His body was cremated on Monday as hundreds of people, including dozens of aging politicians of the Sukarno era, paid their last respects.
Oei was a state minister from 1963 until March 1966, when then- Major General Suharto took over power from Sukarno following a failed coup d'etat six months earlier largely blamed on the Indonesian Communist Party.
In the coup, about half a million alleged communists were killed, and hundreds of thousands were arrested in one of the bloodiest power struggles ever to occur in the region. Sukarno was sent to the sidelines, and Suharto, backed by the army, rose to power.
Soon, the army arrested all Sukarno-related politicians, including Oei Tjoe Tat, whose detention lasted longer than even he expected.
Without a trial, he was jailed 11 years in two different prisons in Jakarta for his alleged links to the coup attempt, before an impromptu military-controlled court in 1976 officially imprisoned him for 13 years.
Oei denied his involvement in the coup. In his memoir, he charged that the main culprits of the attempted coup attempt were the U.S. Central Intelligence Agency, along with elements in the Indonesian army and some communist leaders.
Based on his role as an official assigned by Sukarno to investigate the mass killings during the period described in the hit Academy Award-winning film, The Year Of Living Dangerously, Oei revealed in his memoir that thousands of innocent people were killed throughout the country just to make way for military rule.
"Nobody knows the exact details of the attempted coup. So many people were involved then complete chaos followed right after," Oei said in his memoir.
He also said that Gen. Suharto is a "cruel" person whose instinct is "to crush his opponents without mercy," and added that his memoir could help trace back a dark chapter of Indonesia history which has never been independently investigated.
Many believe here that Oei was an idealistic person who was in the wrong place at the wrong time. Some who were his opponents in the 1960's even became his friends after the release.
"I just laughed, but the real idealists are those who keep on opposing the [dictators], whether he is Sukarno or Suharto," Oei once said.
Born into an elite Chinese family in Solo, Central Java, the young Oei completed his law studies in Jakarta. He opened his own law firm in 1948, became a successful lawyer and gradually became involved in the ethnic Chinese political movement, Baperki, to advocate for their rights as Indonesian citizens.
He later joined the Partindo, a political party born of a coalition of leftists and nationalists in which Baperki was an element.

========================================

◆ **PROMPT**
Continue the piece on Oei Tjoe Tat, starting after its final sentence about his joining the Partindo. The rows that come next are separate from the piece on Oei Tjoe Tat.

◆ **SUPPLIED RECORDS**
========================================

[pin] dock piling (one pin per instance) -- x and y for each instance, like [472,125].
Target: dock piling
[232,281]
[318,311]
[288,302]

========================================

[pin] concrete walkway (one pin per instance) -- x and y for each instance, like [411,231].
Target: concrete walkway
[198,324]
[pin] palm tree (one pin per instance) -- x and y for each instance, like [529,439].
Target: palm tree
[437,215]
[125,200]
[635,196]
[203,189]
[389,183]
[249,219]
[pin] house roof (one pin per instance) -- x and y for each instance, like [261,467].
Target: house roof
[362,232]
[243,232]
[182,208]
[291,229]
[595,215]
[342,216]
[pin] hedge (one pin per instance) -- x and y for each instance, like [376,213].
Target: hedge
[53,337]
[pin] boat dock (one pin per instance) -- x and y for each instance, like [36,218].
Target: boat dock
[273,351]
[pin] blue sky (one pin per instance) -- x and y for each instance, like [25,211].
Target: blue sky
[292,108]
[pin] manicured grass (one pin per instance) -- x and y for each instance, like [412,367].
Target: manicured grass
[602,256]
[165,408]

========================================

◆ **YOUR RESPONSE**
Army officers alleged that Oei also played a role as the treasurer of the communists, an allegation Oei repeatedly denied and denounced for the final time in his memoir.
Then Vice President Adam Malik persuaded President Suharto to release Oei to return to his wife and their children, who had grown up without the presence of their father.
A lawyer by training, he reopened his law firm but closed it again, later explaining he was "an out-of-date" lawyer because he could not (and would not) compete with other, younger lawyers who aggressively bribe law enforcement officials to win their cases.
"During the Dutch [colonial] period, we didn't recognize such a practice," he said.
He then used his time to concentrate on writing his memoir, which was banned in September 1995 based on a judgment that it was "poisonous" to Indonesia's youth.
A government official said the younger generation does not know the facts of the coup d'etat, in which six Army generals were murdered by the communists "since the content of the memoir is contradictory."
Daughter Oei Lan Siem, who is currently a Vice President of Citibank in Jakarta said, "The memoir helped us, his children, to recognize our father completely. I was still a high school student when he was arrested. We partially knew him before the publication of the memoir. We're really proud of him. Talking about the memoir and the 1960's made him alive."
Oei is survived by his wife, and by four children, two of whom are living in Germany and France, respectively.
Journalist Prasetyo Adi said on Monday that wife Kwee Loan Nio, the woman behind Oei and who raised their children singlehandedly, once whispered, "The memoir is actually his gravestone."